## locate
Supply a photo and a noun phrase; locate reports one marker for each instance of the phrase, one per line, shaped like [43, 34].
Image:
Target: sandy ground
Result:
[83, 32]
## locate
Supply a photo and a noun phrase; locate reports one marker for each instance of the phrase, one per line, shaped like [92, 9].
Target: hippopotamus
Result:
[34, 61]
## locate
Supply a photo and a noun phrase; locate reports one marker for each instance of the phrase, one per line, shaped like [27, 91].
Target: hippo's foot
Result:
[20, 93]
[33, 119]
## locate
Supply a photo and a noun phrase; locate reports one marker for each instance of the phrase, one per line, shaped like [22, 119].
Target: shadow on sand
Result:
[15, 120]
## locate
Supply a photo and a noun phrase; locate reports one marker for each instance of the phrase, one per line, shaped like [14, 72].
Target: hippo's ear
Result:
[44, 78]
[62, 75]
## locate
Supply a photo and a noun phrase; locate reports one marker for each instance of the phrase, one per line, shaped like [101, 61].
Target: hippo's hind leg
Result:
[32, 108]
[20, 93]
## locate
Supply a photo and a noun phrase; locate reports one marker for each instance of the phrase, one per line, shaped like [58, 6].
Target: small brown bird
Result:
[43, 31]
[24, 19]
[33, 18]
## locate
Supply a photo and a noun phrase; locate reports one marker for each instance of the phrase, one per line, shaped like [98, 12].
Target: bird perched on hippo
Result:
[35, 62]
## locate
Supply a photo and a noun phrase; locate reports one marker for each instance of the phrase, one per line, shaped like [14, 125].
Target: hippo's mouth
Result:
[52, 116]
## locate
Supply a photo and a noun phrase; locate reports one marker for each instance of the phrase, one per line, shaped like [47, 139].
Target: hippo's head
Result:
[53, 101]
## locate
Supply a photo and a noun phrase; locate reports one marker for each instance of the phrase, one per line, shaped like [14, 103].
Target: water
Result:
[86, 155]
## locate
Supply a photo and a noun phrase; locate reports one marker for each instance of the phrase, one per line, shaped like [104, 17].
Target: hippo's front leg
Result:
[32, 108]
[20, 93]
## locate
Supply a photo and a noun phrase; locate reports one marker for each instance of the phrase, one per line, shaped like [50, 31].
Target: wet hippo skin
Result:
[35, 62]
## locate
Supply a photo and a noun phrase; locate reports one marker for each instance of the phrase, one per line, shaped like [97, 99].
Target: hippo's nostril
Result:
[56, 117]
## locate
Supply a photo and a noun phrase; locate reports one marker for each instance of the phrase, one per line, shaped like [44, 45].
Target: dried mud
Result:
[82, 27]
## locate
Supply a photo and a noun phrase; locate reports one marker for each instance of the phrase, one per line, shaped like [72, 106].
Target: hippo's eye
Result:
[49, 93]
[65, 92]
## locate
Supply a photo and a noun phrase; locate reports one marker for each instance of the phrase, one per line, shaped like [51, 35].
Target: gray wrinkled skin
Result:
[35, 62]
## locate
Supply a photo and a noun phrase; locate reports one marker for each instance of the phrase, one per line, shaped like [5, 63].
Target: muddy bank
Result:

§ Exercise instructions
Look for the word "skin" in every line of the listing and copy the lines that have it.

§ Response area
Target: wet hippo skin
Target: gray wrinkled skin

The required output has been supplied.